» STATED PROBLEM:
Copy all of the records below word for word, leaving out the pictures.

» EXERCISE MATERIAL:
= = =

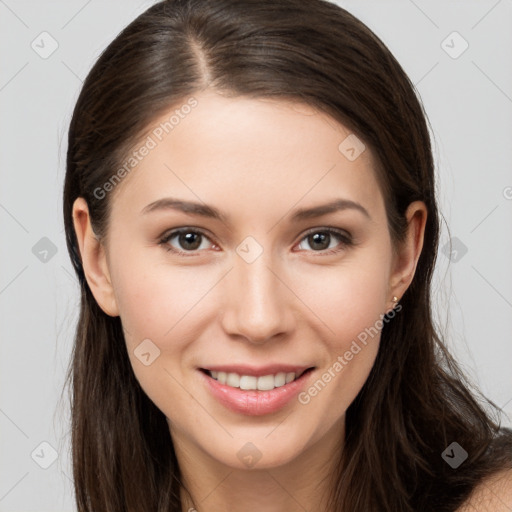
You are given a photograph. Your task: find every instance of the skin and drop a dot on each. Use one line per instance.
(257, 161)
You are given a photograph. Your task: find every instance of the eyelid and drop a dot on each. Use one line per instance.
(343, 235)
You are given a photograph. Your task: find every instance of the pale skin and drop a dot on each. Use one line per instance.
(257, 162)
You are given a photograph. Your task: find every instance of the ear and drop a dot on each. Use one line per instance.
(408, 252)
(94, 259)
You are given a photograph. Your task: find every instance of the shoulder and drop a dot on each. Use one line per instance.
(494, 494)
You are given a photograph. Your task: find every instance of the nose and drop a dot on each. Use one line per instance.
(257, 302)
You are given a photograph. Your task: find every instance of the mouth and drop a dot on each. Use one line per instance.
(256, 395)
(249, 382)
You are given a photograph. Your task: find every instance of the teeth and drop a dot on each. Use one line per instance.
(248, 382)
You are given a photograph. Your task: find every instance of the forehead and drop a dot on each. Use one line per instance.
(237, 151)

= = =

» FINAL RESULT:
You are given a photograph. Your task: find every instance of the skin and drop a dot on each. Use one line per instance.
(257, 161)
You are given a photograph. Your task: find every instance of the eyelid and drop a dot on each. Use one line per instance.
(343, 235)
You are given a photograph. Your task: find every instance of the pale skin and drop a dot on each. Use one line per instance.
(257, 162)
You are given a photograph. Your task: find every instance of the ear and drop a dot on each. Use one line per instance.
(408, 252)
(94, 259)
You are given a photograph. Your task: find every instance of the shoulder and drop a dot on each. Use one line per instance.
(494, 494)
You are given a photograph. Your task: find every instance of the nose and drop a dot on each. Use one line per instance.
(257, 302)
You are given a photograph. Your task: find every instance of the mouth and drop a dot on each. Use one line per instance.
(256, 395)
(249, 382)
You are given a photograph. Your task: find every instance of the teeth and drop a dot on each. Use one line per instance.
(248, 382)
You are given a photograph. Your task: find every instance of the forehead and drop a dot on each. Use one line per instance.
(237, 151)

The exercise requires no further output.